* **Data extracted from a collection**
- Opening Delimiter -

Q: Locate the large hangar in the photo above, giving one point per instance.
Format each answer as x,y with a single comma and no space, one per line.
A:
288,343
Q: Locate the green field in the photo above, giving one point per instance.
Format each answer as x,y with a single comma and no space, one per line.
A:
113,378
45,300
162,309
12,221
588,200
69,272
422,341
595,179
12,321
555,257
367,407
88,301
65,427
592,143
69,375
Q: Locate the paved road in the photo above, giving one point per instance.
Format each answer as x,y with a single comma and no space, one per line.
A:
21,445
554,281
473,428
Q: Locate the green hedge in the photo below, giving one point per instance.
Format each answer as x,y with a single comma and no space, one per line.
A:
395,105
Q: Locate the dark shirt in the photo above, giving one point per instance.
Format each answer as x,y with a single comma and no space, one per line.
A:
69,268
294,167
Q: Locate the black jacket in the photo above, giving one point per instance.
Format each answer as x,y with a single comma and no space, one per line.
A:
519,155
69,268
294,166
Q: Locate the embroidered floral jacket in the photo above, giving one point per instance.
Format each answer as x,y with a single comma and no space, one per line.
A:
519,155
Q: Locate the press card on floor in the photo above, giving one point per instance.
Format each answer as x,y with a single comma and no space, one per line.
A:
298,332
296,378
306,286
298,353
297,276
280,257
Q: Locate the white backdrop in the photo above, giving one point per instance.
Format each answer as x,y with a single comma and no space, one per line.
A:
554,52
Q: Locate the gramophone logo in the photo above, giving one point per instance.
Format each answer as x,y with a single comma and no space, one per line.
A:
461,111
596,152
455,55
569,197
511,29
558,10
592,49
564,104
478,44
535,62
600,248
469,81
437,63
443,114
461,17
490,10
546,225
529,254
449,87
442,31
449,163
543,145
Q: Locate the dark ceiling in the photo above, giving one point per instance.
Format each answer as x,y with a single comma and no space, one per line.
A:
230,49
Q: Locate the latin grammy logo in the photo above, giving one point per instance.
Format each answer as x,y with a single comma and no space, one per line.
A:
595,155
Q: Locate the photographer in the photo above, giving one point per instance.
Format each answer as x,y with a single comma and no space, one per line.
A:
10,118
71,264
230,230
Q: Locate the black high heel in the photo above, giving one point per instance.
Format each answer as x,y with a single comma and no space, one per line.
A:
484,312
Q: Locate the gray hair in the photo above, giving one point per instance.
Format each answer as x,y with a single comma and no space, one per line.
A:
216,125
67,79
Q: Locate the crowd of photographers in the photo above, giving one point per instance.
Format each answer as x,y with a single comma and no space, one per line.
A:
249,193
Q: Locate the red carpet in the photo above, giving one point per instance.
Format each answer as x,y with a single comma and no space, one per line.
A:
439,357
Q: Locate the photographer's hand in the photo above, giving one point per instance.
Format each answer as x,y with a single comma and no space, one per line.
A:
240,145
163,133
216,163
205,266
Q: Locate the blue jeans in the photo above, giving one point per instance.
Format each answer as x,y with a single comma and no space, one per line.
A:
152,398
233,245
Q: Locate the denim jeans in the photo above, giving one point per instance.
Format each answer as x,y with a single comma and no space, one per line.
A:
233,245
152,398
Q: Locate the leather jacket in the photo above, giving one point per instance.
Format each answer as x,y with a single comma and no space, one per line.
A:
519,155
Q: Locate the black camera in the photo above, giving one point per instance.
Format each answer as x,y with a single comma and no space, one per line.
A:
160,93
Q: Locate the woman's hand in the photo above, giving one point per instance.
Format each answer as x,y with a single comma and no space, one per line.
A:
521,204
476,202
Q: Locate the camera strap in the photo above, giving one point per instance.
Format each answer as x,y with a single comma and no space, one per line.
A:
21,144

- Closing Delimiter -

* **Work to be completed**
Copy each line of the records containing the string "hand".

* **Answer below**
Q: Locate the photographer's hand in the photo above, giving one point per instance.
Q: Locate the woman's hand in the photo above, giving one point per instance.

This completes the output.